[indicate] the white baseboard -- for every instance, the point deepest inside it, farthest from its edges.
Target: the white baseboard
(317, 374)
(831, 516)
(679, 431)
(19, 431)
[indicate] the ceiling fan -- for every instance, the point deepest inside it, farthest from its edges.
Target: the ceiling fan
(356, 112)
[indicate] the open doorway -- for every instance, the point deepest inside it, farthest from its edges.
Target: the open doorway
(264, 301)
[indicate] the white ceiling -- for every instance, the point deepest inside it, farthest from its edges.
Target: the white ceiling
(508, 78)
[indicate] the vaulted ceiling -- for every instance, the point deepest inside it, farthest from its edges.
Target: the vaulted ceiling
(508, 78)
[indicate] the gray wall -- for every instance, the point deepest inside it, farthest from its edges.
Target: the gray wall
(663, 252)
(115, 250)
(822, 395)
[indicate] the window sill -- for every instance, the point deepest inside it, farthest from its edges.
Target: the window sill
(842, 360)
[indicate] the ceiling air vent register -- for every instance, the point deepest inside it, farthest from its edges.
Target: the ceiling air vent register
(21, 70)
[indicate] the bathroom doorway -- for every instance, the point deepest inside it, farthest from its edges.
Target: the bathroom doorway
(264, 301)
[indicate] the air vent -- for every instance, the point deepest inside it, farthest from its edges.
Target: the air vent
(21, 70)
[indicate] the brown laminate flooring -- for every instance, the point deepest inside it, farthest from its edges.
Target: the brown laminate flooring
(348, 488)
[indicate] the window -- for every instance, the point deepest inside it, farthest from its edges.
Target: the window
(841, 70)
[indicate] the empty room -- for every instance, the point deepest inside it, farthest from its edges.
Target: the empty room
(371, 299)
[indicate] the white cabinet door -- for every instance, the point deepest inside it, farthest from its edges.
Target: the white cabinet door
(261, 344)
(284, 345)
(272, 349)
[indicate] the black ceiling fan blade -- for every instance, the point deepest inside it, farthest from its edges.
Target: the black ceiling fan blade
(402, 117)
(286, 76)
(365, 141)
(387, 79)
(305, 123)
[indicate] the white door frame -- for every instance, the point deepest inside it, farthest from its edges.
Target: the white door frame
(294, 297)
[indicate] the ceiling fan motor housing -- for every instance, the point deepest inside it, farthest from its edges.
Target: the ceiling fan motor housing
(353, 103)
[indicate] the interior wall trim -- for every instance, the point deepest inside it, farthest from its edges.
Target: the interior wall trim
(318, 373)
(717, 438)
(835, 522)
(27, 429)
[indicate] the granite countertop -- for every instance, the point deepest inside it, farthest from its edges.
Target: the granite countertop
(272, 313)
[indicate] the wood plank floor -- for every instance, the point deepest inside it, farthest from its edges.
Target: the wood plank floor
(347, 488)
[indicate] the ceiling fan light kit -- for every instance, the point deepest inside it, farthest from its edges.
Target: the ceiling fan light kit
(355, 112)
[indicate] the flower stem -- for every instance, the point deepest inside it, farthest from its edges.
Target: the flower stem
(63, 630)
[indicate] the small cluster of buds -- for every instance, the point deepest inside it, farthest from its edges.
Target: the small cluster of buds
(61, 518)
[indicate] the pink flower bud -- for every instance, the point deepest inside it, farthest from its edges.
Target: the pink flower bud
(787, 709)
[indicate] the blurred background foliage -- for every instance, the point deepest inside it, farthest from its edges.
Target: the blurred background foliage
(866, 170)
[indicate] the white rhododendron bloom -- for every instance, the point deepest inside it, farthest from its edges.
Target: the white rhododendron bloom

----------------

Exactly as they are written, print the entries again.

Answer to this task —
[indicate] the white baseboard -- for every instance, the point deepest inside it, farthest from its edges.
Target: the white baseboard
(317, 374)
(831, 516)
(679, 431)
(19, 431)
[indicate] the ceiling fan -- for every instance, the point deepest inside it, farthest from its edges.
Target: the ceiling fan
(356, 112)
[indicate] the open doorway -- for every instance, the point deepest inside it, farthest from its edges.
Target: the open doorway
(264, 301)
[indicate] the white ceiling -- for every instance, the point deepest inside it, farthest from its edges.
Target: the white ceiling
(508, 78)
[indicate] the vaulted ceiling -- for every instance, the point deepest inside it, farthest from its edges.
Target: the vaulted ceiling
(508, 78)
[indicate] the gray wall -- for every instance, the point deepest inside it, farthest from its edges.
Target: the gray wall
(663, 252)
(115, 250)
(822, 395)
[indicate] the window sill -- for every instance, the point deepest inside it, farthest from its edges.
Target: the window sill
(842, 360)
[indicate] the ceiling air vent register -- for every instance, the point deepest inside it, farthest from its edges.
Target: the ceiling air vent register
(21, 70)
[indicate] the bathroom doorway -- for every instance, the point deepest inside it, farthest from its edges.
Target: the bathroom doorway
(264, 301)
[indicate] the air vent -- for every instance, the point deepest inside it, farthest from its edges.
Target: the air vent
(21, 70)
[indicate] the brown laminate flooring -- for every instance, the point deepest inside it, farthest from its edges.
Target: the brown laminate flooring
(348, 488)
[indicate] the window -- for every instance, the point deepest inside it, farthest from its edges.
Target: the window
(841, 70)
[indicate] the empty room -- for every instance, the point deepest inside it, farthest from its edges.
Target: the empty room
(371, 299)
[indicate] the white cabinet door -- for every instance, the point deepest inside it, farthest from its edges.
Target: the white cabinet door
(261, 344)
(284, 345)
(272, 349)
[indicate] the black ceiling fan blade -- for every instance, the point deepest inside it, farthest from its edges.
Target: the black ceiling fan blade
(402, 117)
(286, 76)
(365, 141)
(387, 79)
(305, 123)
[indicate] the white door frame -- for every instance, the point deepest inside it, farthest from its edges.
Target: the white door frame
(294, 297)
[indicate] the ceiling fan motor housing -- for every instance, the point deepest inside it, farthest from its edges.
Target: the ceiling fan motor housing
(353, 103)
[indicate] the interior wall trim -- for every instance, the point deepest inside it, farthest from its edges.
Target: the interior wall trim
(318, 373)
(717, 438)
(835, 522)
(27, 429)
[indicate] the granite countertop -- for every instance, the point deepest inside it, farthest from its edges.
Target: the granite countertop
(272, 313)
[indicate] the wood plank floor -- for every instance, the point deepest inside it, farthest from its edges.
Target: the wood plank floor
(347, 488)
[indicate] the ceiling fan light kit -- for every instance, the point deepest inside it, farthest from its edges.
Target: the ceiling fan light kit
(355, 112)
[indicate] the flower stem -- for every instance, the point deepest inside it, farthest from its edges.
Target: the flower stem
(63, 630)
[indicate] the small cluster of buds -- for every instance, the point deepest inside it, farthest from its edges.
Target: the small cluster of buds
(61, 518)
[indicate] the pink flower bud -- for every instance, the point deepest inside it, farthest from its edges.
Target: the pink flower bud
(787, 709)
[indicate] the blurred background foliage -- for every instance, the point deepest inside it, farthest from its edges.
Target: the blurred background foliage
(866, 170)
[indicate] the white rhododendron bloom -- for every instance, the point deepest inside it, farthest from its edges.
Target: the white rhododendron bloom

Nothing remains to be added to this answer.